(Data extracted from a collection)

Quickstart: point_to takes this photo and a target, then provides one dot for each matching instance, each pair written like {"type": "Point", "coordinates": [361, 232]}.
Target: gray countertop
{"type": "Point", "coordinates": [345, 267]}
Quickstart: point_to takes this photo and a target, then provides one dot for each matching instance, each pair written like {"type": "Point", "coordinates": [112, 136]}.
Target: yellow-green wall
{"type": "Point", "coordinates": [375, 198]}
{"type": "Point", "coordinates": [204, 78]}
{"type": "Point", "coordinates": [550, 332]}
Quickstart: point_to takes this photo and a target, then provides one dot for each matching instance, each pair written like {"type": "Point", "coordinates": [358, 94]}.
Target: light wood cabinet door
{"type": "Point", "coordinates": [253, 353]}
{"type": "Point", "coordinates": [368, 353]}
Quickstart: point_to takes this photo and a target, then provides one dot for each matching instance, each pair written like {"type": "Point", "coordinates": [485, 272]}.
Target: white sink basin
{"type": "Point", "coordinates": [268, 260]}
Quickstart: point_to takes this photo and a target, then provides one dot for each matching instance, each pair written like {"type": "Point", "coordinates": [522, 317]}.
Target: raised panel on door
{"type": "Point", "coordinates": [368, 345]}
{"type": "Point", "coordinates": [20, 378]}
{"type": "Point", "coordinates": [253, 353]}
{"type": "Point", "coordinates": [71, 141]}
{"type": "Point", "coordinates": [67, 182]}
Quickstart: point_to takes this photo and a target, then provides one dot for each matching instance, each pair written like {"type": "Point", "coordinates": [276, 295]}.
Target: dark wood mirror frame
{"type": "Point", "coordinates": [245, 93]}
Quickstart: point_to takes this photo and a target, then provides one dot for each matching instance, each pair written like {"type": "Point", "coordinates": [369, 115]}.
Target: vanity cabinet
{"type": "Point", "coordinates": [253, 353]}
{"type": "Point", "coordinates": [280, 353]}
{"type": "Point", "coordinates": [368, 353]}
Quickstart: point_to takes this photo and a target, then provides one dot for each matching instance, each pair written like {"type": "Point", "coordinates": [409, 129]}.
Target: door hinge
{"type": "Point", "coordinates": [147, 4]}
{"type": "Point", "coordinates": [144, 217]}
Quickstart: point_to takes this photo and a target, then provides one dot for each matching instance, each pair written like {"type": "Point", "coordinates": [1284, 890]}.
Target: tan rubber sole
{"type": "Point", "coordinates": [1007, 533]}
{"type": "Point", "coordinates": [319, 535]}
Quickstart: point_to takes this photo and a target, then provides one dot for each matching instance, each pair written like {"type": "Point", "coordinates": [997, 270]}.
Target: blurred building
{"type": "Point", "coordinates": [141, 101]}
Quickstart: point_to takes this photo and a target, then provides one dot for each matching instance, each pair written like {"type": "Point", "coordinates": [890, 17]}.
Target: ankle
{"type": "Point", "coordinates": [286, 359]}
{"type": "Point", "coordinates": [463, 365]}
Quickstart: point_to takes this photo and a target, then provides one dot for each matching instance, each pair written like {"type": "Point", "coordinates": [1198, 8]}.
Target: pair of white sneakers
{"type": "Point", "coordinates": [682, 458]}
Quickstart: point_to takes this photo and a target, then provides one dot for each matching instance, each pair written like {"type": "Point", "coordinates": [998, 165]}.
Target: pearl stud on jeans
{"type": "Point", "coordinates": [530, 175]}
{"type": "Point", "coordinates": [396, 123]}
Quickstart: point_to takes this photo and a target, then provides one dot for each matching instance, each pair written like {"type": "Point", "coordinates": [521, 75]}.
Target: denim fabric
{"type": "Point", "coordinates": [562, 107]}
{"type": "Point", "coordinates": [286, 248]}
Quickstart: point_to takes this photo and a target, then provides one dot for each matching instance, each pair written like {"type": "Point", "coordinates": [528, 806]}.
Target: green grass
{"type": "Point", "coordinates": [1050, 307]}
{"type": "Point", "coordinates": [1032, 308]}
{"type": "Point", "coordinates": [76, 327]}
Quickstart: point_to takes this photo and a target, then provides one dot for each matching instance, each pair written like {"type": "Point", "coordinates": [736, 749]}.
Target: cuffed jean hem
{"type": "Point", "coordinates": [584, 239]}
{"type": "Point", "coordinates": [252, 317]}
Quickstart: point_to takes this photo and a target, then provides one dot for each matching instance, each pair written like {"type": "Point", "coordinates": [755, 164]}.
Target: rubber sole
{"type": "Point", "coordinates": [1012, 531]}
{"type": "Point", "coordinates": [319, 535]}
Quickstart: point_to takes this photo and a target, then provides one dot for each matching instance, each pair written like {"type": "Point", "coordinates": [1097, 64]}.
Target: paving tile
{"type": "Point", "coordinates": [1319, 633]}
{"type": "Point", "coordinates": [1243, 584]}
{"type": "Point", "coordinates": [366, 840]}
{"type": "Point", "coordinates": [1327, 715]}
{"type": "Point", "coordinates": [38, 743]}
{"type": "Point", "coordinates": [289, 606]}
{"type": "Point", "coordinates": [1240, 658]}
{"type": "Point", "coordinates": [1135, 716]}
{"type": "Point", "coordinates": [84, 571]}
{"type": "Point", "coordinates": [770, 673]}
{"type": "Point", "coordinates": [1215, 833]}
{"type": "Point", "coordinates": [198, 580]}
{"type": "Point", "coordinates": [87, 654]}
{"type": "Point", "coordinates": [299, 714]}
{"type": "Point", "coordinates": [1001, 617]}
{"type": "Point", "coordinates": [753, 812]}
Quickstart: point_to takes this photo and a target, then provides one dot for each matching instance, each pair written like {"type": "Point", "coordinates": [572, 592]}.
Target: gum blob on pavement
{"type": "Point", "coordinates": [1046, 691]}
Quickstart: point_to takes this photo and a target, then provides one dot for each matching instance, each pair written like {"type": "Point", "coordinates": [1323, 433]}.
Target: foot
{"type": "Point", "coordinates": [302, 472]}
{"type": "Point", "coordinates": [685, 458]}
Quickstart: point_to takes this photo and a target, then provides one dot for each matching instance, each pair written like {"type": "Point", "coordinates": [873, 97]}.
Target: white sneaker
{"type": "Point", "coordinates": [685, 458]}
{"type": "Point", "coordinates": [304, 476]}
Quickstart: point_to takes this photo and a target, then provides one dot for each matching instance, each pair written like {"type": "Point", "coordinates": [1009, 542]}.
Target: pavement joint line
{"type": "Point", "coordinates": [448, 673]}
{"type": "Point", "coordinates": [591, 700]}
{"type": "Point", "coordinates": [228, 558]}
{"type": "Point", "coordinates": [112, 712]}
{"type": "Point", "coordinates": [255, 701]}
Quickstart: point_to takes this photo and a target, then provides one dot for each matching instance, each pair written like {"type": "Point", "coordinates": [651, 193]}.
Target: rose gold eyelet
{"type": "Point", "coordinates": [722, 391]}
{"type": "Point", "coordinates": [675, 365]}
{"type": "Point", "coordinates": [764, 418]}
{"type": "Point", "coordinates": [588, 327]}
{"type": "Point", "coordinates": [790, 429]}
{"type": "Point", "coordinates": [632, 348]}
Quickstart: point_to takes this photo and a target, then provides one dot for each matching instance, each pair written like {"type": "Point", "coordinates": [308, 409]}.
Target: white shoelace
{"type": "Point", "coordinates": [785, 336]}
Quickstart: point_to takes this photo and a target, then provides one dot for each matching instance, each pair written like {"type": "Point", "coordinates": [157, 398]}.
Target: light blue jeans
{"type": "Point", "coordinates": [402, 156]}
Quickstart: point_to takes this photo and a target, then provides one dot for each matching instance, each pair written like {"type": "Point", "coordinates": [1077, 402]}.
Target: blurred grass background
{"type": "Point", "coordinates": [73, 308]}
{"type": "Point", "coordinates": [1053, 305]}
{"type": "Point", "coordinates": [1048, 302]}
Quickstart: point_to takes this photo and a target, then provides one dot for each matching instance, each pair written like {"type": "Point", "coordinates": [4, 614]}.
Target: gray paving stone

- [Assignment]
Print each entry precisely. Include every line.

- [Expected answer]
Quickstart: point_to takes this photo and a target, then provides one dot for each matching instance, each pair written like {"type": "Point", "coordinates": [361, 232]}.
Target: gray countertop
{"type": "Point", "coordinates": [345, 267]}
Quickstart: point_to takes this photo and a target, then provides one dot for each matching instance, each pair written like {"type": "Point", "coordinates": [112, 136]}.
Target: yellow-green wall
{"type": "Point", "coordinates": [375, 198]}
{"type": "Point", "coordinates": [204, 78]}
{"type": "Point", "coordinates": [550, 332]}
Quickstart: point_to takes this photo and a target, then provides one dot for each matching instance, each pair written like {"type": "Point", "coordinates": [358, 94]}.
Target: light wood cabinet door
{"type": "Point", "coordinates": [253, 353]}
{"type": "Point", "coordinates": [368, 353]}
Quickstart: point_to takes this photo and a target, then provides one dot for each matching instance, each pair written like {"type": "Point", "coordinates": [485, 272]}.
Target: white sink basin
{"type": "Point", "coordinates": [268, 260]}
Quickstart: point_to takes this photo and a target, then provides one dot for each matching instance, each pair written like {"type": "Point", "coordinates": [522, 317]}.
Target: raised panel on door
{"type": "Point", "coordinates": [368, 345]}
{"type": "Point", "coordinates": [20, 378]}
{"type": "Point", "coordinates": [253, 353]}
{"type": "Point", "coordinates": [71, 141]}
{"type": "Point", "coordinates": [67, 182]}
Quickstart: point_to takes this photo and a target, then provides one dot for each matching instance, each pair written like {"type": "Point", "coordinates": [276, 295]}.
Target: dark wood mirror frame
{"type": "Point", "coordinates": [245, 93]}
Quickstart: point_to takes this photo and a target, then provides one dot for each matching instance, each pair written like {"type": "Point", "coordinates": [369, 115]}.
Target: vanity cabinet
{"type": "Point", "coordinates": [253, 353]}
{"type": "Point", "coordinates": [280, 353]}
{"type": "Point", "coordinates": [368, 353]}
Quickstart: point_to takes this photo and a target, then provides one dot for each matching instance, each pair written like {"type": "Point", "coordinates": [409, 129]}.
Target: door hinge
{"type": "Point", "coordinates": [147, 4]}
{"type": "Point", "coordinates": [144, 217]}
Quickstart: point_to takes this photo and a target, then provides one dot for each matching instance, each pair written like {"type": "Point", "coordinates": [1284, 890]}.
Target: tan rubber sole
{"type": "Point", "coordinates": [1007, 533]}
{"type": "Point", "coordinates": [319, 535]}
Quickstart: point_to takes this photo and a target, then provides one dot for each matching instance, each pair written like {"type": "Point", "coordinates": [997, 270]}.
Target: blurred building
{"type": "Point", "coordinates": [141, 101]}
Quickstart: point_to takes this photo and a target, then provides one dot for each matching instance, each pair written like {"type": "Point", "coordinates": [890, 17]}.
Target: ankle
{"type": "Point", "coordinates": [286, 359]}
{"type": "Point", "coordinates": [463, 365]}
Quickstart: point_to takes this photo and a target, then provides one dot for each matching instance, each pair written like {"type": "Point", "coordinates": [1198, 8]}.
Target: pair of white sneakers
{"type": "Point", "coordinates": [682, 458]}
Quickstart: point_to takes this photo and a target, then provides one dot for each matching instance, each pair written like {"type": "Point", "coordinates": [998, 165]}.
Target: pearl stud on jeans
{"type": "Point", "coordinates": [530, 175]}
{"type": "Point", "coordinates": [396, 123]}
Quickstart: point_to takes this photo and a target, then provides one dot for each matching instance, each pair written like {"type": "Point", "coordinates": [521, 75]}.
Target: denim fabric
{"type": "Point", "coordinates": [562, 107]}
{"type": "Point", "coordinates": [286, 248]}
Quickstart: point_to takes this photo and a target, then provides one dot for each matching instance, each pair written like {"type": "Point", "coordinates": [528, 806]}.
Target: green grass
{"type": "Point", "coordinates": [1050, 307]}
{"type": "Point", "coordinates": [1032, 308]}
{"type": "Point", "coordinates": [76, 327]}
Quickstart: point_to takes this photo and a target, then provides one dot for each matching instance, each pair written like {"type": "Point", "coordinates": [736, 749]}.
Target: cuffed jean hem
{"type": "Point", "coordinates": [584, 239]}
{"type": "Point", "coordinates": [252, 317]}
Quickstart: point_to takes this photo and a target, then provides one dot for each matching instance, each pair written like {"type": "Point", "coordinates": [755, 164]}.
Target: rubber sole
{"type": "Point", "coordinates": [1012, 531]}
{"type": "Point", "coordinates": [319, 535]}
Quickstart: point_to takes this photo and a target, then provides one dot for each matching instance, each pair written like {"type": "Point", "coordinates": [1097, 64]}.
Target: paving tile
{"type": "Point", "coordinates": [1319, 633]}
{"type": "Point", "coordinates": [1243, 584]}
{"type": "Point", "coordinates": [366, 840]}
{"type": "Point", "coordinates": [1327, 715]}
{"type": "Point", "coordinates": [38, 743]}
{"type": "Point", "coordinates": [289, 606]}
{"type": "Point", "coordinates": [1240, 658]}
{"type": "Point", "coordinates": [1135, 716]}
{"type": "Point", "coordinates": [84, 571]}
{"type": "Point", "coordinates": [770, 673]}
{"type": "Point", "coordinates": [1215, 833]}
{"type": "Point", "coordinates": [198, 580]}
{"type": "Point", "coordinates": [87, 654]}
{"type": "Point", "coordinates": [299, 714]}
{"type": "Point", "coordinates": [1001, 617]}
{"type": "Point", "coordinates": [753, 812]}
Quickstart: point_to takes this photo and a target, then provides one dot for each matching instance, each pair written like {"type": "Point", "coordinates": [572, 592]}.
Target: gum blob on pavement
{"type": "Point", "coordinates": [1046, 691]}
Quickstart: point_to takes this photo and a target, then provides one dot for each matching instance, each pair written like {"type": "Point", "coordinates": [1323, 433]}.
Target: foot
{"type": "Point", "coordinates": [302, 472]}
{"type": "Point", "coordinates": [685, 458]}
Quickstart: point_to takes this photo and a target, then provides one dot for each matching instance, each pair written like {"type": "Point", "coordinates": [873, 97]}.
Target: white sneaker
{"type": "Point", "coordinates": [685, 458]}
{"type": "Point", "coordinates": [304, 476]}
Quickstart: point_to takes this photo and a target, then provides one dot for each matching instance, each pair written like {"type": "Point", "coordinates": [1009, 542]}.
Target: pavement joint line
{"type": "Point", "coordinates": [448, 673]}
{"type": "Point", "coordinates": [591, 700]}
{"type": "Point", "coordinates": [228, 558]}
{"type": "Point", "coordinates": [112, 712]}
{"type": "Point", "coordinates": [255, 701]}
Quickstart: point_to takes this photo and a target, then provides one dot for each matching instance, each pair written like {"type": "Point", "coordinates": [651, 193]}.
Target: rose gold eyelet
{"type": "Point", "coordinates": [722, 391]}
{"type": "Point", "coordinates": [675, 365]}
{"type": "Point", "coordinates": [764, 418]}
{"type": "Point", "coordinates": [588, 327]}
{"type": "Point", "coordinates": [790, 429]}
{"type": "Point", "coordinates": [632, 348]}
Quickstart: point_to takes this photo and a target, then provides one dot for each matching instance, each pair written like {"type": "Point", "coordinates": [308, 409]}.
Target: white shoelace
{"type": "Point", "coordinates": [785, 336]}
Quickstart: point_to takes this photo and a target, then provides one dot for each matching instance, each pair written like {"type": "Point", "coordinates": [157, 398]}.
Target: light blue jeans
{"type": "Point", "coordinates": [402, 156]}
Quickstart: point_to takes this photo and a target, then provides one dot for each matching instance, each pair written like {"type": "Point", "coordinates": [1077, 402]}.
Target: blurred grass background
{"type": "Point", "coordinates": [73, 308]}
{"type": "Point", "coordinates": [1053, 305]}
{"type": "Point", "coordinates": [1048, 302]}
Quickstart: point_to takes this photo and a target, then provides one dot for each matching instance, each pair written like {"type": "Point", "coordinates": [4, 614]}.
Target: gray paving stone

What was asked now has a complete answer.